* _WHAT THE TASK REQUIRES_: Beginning with the line where "of the woman." appears, repeat every remaining line of the entries exactly, the last line included.

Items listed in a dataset

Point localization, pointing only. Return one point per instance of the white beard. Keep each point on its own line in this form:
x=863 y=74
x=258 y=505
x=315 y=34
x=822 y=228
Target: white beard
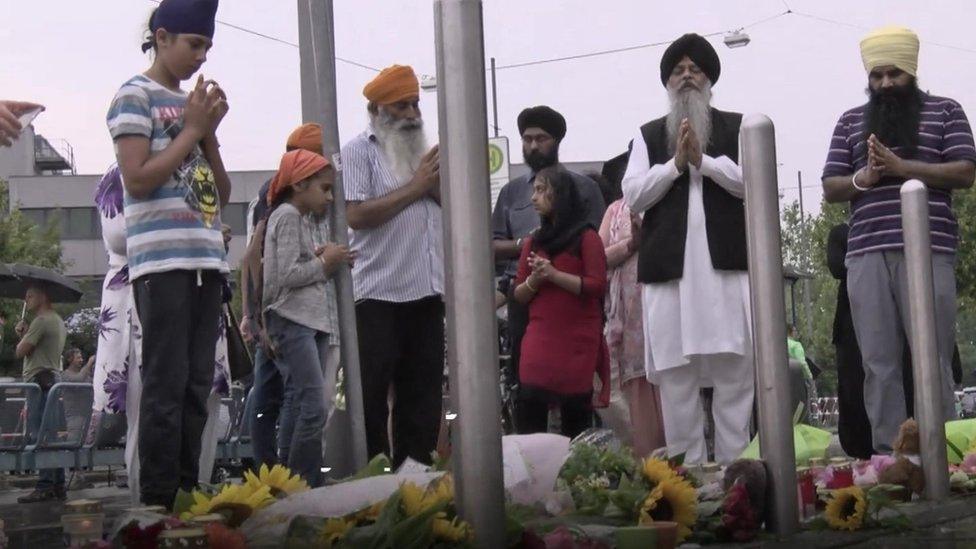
x=696 y=107
x=403 y=145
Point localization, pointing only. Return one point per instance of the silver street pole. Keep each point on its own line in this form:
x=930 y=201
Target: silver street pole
x=758 y=160
x=467 y=245
x=316 y=36
x=925 y=350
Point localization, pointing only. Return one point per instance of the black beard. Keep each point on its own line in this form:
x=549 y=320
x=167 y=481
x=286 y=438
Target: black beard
x=539 y=161
x=893 y=115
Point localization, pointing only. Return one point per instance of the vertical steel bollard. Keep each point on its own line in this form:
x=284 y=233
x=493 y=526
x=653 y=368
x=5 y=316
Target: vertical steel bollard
x=758 y=142
x=925 y=349
x=469 y=267
x=316 y=33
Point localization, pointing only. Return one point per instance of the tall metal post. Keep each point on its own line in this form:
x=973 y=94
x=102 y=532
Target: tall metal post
x=925 y=349
x=316 y=37
x=805 y=231
x=758 y=160
x=494 y=97
x=467 y=243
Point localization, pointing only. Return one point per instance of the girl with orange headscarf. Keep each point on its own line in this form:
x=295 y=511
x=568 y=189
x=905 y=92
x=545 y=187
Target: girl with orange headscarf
x=299 y=306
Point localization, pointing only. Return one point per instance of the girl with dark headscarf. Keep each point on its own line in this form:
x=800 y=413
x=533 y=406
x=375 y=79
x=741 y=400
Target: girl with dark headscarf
x=562 y=277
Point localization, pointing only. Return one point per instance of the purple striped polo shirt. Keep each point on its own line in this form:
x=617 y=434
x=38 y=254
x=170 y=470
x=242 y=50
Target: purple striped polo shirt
x=944 y=136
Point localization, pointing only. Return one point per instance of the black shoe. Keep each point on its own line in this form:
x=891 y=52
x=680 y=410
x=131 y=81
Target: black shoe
x=40 y=495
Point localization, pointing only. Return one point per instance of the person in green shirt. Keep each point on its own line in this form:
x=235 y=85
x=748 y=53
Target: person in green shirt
x=41 y=344
x=795 y=349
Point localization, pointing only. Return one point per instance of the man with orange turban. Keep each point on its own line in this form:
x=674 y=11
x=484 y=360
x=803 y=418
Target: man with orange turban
x=901 y=133
x=393 y=193
x=268 y=391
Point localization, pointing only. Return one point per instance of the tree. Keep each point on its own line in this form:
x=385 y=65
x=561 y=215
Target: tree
x=804 y=240
x=22 y=242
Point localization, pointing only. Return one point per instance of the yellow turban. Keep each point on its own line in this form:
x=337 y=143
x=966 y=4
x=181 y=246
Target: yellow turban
x=306 y=136
x=393 y=84
x=897 y=46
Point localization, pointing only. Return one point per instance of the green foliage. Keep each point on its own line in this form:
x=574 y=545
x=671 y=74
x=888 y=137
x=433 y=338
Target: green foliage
x=805 y=249
x=22 y=242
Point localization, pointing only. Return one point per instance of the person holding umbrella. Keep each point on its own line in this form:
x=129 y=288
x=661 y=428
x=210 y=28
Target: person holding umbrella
x=41 y=344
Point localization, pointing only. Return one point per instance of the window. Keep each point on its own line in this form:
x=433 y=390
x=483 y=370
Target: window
x=234 y=214
x=73 y=223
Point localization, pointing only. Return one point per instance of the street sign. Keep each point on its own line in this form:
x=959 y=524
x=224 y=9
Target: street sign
x=498 y=165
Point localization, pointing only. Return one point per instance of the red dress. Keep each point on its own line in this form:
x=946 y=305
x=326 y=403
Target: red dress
x=563 y=345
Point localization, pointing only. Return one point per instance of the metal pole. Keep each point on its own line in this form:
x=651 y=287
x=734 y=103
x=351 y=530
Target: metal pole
x=808 y=263
x=925 y=350
x=316 y=36
x=768 y=319
x=494 y=96
x=467 y=245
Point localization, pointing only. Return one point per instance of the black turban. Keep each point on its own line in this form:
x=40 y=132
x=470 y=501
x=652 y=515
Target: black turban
x=698 y=50
x=545 y=118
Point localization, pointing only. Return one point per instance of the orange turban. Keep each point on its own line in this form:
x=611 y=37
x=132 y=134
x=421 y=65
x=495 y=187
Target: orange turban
x=393 y=84
x=296 y=166
x=306 y=136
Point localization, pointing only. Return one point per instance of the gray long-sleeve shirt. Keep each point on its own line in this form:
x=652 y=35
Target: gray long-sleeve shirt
x=295 y=284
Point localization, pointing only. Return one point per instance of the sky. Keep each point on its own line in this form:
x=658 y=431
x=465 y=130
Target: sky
x=802 y=69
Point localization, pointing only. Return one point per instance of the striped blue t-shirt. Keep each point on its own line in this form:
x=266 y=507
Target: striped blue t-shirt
x=944 y=136
x=177 y=227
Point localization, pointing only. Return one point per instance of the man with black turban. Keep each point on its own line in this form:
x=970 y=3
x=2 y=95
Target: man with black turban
x=683 y=176
x=542 y=130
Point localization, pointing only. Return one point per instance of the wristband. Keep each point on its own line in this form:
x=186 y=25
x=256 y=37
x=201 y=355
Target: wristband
x=854 y=182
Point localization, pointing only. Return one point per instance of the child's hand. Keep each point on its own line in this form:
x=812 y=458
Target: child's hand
x=334 y=255
x=196 y=113
x=217 y=104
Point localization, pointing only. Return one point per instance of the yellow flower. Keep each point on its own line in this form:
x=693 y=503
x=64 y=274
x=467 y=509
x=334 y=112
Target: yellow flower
x=416 y=500
x=371 y=513
x=335 y=529
x=657 y=470
x=279 y=478
x=846 y=508
x=453 y=531
x=238 y=501
x=672 y=500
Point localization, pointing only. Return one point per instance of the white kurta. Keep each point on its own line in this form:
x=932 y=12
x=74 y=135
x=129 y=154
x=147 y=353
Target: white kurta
x=707 y=311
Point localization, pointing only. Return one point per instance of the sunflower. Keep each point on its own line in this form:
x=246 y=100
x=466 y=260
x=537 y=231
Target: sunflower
x=371 y=513
x=236 y=501
x=335 y=529
x=658 y=470
x=672 y=500
x=279 y=478
x=416 y=500
x=846 y=508
x=453 y=531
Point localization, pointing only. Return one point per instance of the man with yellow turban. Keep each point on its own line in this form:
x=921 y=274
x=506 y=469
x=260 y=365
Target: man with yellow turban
x=393 y=192
x=901 y=133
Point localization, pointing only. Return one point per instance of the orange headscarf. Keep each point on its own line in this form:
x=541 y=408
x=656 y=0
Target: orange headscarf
x=296 y=166
x=393 y=84
x=306 y=136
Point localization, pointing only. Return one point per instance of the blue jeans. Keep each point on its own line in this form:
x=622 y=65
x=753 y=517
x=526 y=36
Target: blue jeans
x=264 y=408
x=48 y=479
x=302 y=361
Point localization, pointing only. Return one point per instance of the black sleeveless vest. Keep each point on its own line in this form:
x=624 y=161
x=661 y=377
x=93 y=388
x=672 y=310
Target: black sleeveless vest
x=664 y=229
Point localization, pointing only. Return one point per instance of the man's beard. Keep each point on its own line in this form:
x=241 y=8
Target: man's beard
x=538 y=161
x=695 y=105
x=893 y=115
x=403 y=143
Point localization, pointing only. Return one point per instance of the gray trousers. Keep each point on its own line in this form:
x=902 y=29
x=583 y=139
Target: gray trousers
x=877 y=283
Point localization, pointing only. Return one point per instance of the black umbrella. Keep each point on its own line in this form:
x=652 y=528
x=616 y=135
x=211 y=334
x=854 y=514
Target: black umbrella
x=60 y=288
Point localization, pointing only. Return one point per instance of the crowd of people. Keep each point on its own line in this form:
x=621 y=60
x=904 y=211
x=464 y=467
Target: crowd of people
x=633 y=295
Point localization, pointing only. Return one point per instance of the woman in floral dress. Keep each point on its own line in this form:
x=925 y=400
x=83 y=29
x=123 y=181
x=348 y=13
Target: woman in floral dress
x=624 y=330
x=118 y=359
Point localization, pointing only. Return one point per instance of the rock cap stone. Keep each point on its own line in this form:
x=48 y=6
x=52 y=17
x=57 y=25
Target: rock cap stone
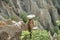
x=30 y=16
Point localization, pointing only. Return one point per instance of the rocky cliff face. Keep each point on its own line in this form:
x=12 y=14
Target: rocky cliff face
x=47 y=11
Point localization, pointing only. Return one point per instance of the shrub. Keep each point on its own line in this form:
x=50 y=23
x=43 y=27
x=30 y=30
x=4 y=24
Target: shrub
x=58 y=23
x=59 y=35
x=36 y=35
x=24 y=16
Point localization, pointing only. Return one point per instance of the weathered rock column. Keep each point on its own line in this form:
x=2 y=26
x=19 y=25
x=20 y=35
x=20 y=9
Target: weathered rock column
x=30 y=23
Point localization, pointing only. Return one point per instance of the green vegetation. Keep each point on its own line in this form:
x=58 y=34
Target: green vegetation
x=36 y=35
x=58 y=23
x=24 y=16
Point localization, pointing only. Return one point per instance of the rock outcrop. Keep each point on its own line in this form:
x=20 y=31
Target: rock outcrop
x=47 y=11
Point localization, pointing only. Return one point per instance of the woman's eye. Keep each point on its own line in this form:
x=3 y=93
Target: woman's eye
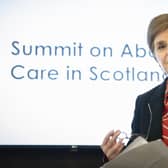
x=162 y=46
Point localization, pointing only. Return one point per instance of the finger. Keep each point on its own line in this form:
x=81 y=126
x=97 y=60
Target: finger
x=111 y=142
x=107 y=137
x=115 y=150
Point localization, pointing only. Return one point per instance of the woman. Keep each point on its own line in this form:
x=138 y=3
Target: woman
x=151 y=114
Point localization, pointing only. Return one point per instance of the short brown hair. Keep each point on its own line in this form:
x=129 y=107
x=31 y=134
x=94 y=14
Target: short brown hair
x=157 y=25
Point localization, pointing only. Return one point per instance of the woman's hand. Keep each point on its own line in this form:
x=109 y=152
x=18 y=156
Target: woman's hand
x=111 y=146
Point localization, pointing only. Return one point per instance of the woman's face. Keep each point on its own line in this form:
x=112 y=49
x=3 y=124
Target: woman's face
x=161 y=49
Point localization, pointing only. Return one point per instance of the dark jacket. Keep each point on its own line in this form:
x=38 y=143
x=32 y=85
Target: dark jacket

* _RESULT OF THIS EXERCISE_:
Point localization, pointing only. Return one point per instance of the woman. Keep each point on its own line in this form:
x=138 y=3
Target: woman
x=151 y=114
Point localization, pointing only. Return one point per instance of the short brown hair. Keep each point on its own line in this form:
x=129 y=107
x=31 y=134
x=94 y=14
Target: short brown hair
x=157 y=25
Point localization, pointing only. Return one point per instance of the woman's hand. Keep each point on its own line in this form:
x=109 y=152
x=18 y=156
Target: woman's hand
x=111 y=146
Point localization, pointing only. Return one point per instance of the woman's face. Keep each point on its own line in this form:
x=112 y=49
x=3 y=124
Target: woman's face
x=161 y=49
Point localization, pointing only. Return one point per instance of the dark jacket. Keep each point on its own line in this form:
x=38 y=143
x=32 y=85
Target: dark jacket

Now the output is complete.